The stated shares of any amount payable to a beneficiary will be paid to any
first beneficiaries who survive the Annuitant. If no first beneficiaries
survive, payment will be made to any surviving in the second class, and so on.
Those who survive in the same class have an equal share in any amount payable,
unless the shares are stated otherwise. Change of Beneficiary While the
Annuitant is living, you can change a beneficiary in a notice you sign which
gives us the facts that we need. When we record a change, it will take effect as
of the date you signed the notice, subject to any
PAGE 4
83192-4
<PAGE> 6
BENEFICIARY
(continued)
payment we made or action we took before re-cording the change.
Death of Beneficiary If a beneficiary who is receiving annuity payments dies,
each remaining payment will be paid to those in the same class who are alive
when that payment becomes due. If the last beneficiary in a class to receive
payments dies, each remaining payment will be paid to those in the next class
who are alive when that payment becomes due, and so on. When the last
beneficiary to receive these payments dies, we will pay the present value at
that time of any remaining payments under a fixed payment option, and/or the
current value of any amount remaining with us under a variable payment option,
in a single sum to the estate of that beneficiary. The present value of any
remaining payments under a fixed payment option is always less than the total of
those payments.

━━━━━━━━━━━━━━━━━━━━━━━━━━━━━━

PROBLEMS TO WORK ON
1. In the annuity beneficiary text, find every sentence that begins with "If" or "When" and list the opening clause of each, up to its first comma.
2. Pick up the annuity beneficiary text after its final sentence and continue it in the same contractual style.

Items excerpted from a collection
━━━━━━━━━━━━━━━━━━━━━━━━━━━━━━

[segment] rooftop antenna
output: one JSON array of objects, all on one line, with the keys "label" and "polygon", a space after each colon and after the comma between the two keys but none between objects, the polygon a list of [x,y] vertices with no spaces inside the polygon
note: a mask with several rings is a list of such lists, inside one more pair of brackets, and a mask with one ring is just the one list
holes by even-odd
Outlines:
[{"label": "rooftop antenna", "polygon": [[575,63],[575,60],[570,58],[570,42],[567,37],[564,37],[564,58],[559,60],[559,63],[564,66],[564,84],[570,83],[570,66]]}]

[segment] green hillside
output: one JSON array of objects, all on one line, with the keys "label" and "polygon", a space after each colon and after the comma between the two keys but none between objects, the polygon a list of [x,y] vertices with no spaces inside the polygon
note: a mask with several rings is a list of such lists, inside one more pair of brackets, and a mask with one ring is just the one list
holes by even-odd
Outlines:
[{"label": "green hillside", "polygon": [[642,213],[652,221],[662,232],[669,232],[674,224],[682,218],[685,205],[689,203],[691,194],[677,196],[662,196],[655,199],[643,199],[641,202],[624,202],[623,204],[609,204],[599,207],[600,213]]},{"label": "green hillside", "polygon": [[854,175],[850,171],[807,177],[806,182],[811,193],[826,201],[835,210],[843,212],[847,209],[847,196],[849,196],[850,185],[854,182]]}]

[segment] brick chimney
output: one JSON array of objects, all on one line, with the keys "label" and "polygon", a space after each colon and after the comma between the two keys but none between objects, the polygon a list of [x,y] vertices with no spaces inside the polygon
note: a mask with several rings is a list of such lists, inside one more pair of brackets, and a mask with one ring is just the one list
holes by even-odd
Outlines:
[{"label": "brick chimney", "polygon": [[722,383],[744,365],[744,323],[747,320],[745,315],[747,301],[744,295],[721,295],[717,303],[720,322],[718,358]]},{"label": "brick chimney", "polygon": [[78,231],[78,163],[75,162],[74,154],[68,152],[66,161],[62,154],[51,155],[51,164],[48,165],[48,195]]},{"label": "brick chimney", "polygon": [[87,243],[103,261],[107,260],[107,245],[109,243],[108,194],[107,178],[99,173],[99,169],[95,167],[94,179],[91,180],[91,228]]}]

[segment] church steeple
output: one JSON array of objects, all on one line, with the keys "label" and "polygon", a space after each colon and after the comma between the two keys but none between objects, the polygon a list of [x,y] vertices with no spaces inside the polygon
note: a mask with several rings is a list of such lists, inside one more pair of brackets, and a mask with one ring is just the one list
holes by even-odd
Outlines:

━━━━━━━━━━━━━━━━━━━━━━━━━━━━━━

TASK-BY-TASK OUTPUTS
1.
- If no first beneficiaries survive
- When we record a change
- If a beneficiary who is receiving annuity payments dies
- If the last beneficiary in a class to receive payments dies
- When the last beneficiary to receive these payments dies

2.
If no beneficiary for any amount payable, or for a stated share, survives the
Annuitant, the right to this amount or this share will pass to you. If you are
the Annuitant, this right will pass to your estate. If any beneficiary dies at
the same time as the Annuitant, or within 15 days after the death of the
Annuitant, but before we receive proof of the Annuitant's death, we will pay any
amount payable as though that beneficiary died first.
PREMIUMS
Payment of Premiums At any time before the retirement date while the Annuitant
is living, and before settlement of the policy under the Payment of Policy
Proceeds section, basic plan premiums of at least $40 (excluding the premium
amounts for any riders) can be paid at any interval or by any method we make
available. The amount and interval of scheduled premiums, as stated in the
application for this policy, are shown on the Policy Data page.
Instead of payment premiums, you can surrender this policy for its cash value,
as stated in the Cash Value and Partial Withdrawals section.
Maximum Premium The basic plan premiums (this excludes the premium amounts for
any riders) paid in each policy year may not be more than the amount permitted
by law for the tax-qualified plan indicated in the application for this policy.
We reserve the right to limit the dollar amount of any premium.
Net Purchase Payments Each net purchase payment is defined as the basic plan
premium paid or any total disability benefit amount credited for this policy,
less any state premium tax required by law or regulation to be deducted from a
premium payment.
Purchase Date Net purchase payments will be credited to the policy as of the
purchase date. The purchase date is the date on which the premium is received at
our Executive Office or at a service office, unless it is received on a day
which is not a business day. In that case, the purchase date will be the next
business day.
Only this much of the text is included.